• _Task statement_
Only one portion of the data is to be written out: from the line bearing "Place one marker on every instance of the leaf stem, position" through the line bearing "Place one marker on every instance of the brown". Write it exactly as it appears.

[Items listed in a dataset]
====

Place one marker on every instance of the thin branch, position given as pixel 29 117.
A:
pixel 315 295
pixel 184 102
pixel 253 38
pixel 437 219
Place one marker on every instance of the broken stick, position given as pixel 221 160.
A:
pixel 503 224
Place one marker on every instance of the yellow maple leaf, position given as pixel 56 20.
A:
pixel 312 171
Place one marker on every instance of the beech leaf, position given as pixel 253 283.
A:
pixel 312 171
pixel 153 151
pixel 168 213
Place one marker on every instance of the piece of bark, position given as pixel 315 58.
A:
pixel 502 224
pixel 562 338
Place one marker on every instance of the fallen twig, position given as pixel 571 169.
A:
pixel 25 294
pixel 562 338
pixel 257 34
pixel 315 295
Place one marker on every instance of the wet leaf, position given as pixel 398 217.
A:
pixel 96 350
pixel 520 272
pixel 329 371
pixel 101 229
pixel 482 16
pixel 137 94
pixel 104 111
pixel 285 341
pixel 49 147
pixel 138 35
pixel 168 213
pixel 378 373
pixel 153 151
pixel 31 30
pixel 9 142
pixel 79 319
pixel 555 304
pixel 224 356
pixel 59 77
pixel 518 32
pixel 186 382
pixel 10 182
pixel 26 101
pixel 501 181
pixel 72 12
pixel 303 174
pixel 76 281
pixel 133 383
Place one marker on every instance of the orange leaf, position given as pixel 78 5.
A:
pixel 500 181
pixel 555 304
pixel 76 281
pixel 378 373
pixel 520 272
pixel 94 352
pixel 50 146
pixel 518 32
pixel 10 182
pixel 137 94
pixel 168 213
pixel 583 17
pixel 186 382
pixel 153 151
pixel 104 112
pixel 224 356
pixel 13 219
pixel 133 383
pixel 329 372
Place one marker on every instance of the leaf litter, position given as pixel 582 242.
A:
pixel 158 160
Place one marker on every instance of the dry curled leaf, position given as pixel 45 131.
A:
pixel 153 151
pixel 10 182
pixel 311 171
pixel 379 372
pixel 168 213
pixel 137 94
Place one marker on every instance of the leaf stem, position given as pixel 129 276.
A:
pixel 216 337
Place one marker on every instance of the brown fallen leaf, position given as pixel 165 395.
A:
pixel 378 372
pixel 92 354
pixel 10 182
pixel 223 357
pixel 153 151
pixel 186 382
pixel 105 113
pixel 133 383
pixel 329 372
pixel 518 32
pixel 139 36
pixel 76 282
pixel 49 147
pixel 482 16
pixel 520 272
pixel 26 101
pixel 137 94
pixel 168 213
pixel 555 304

====

• _Written response_
Place one marker on every instance of the leaf stem, position given as pixel 129 276.
A:
pixel 216 337
Place one marker on every instance of the brown fallen leaf, position given as pixel 165 395.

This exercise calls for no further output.